[ASSIGNMENT]
Would you restate, word for word, only the lines starting at the one with "Need: indicate the" and ending with the final line of the entries below? Pictures stay out.

Items listed in a dataset
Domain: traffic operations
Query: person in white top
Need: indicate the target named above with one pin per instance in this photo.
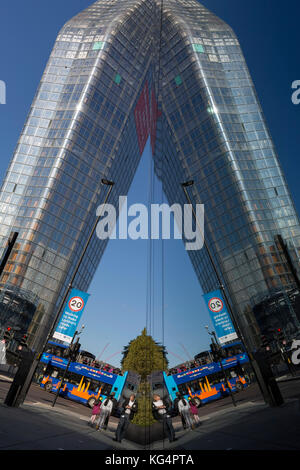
(160, 410)
(129, 408)
(184, 410)
(105, 411)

[YOUR RESPONSE]
Need: indicate the target named above with one pin per instance in this photo.
(160, 410)
(129, 408)
(184, 410)
(105, 411)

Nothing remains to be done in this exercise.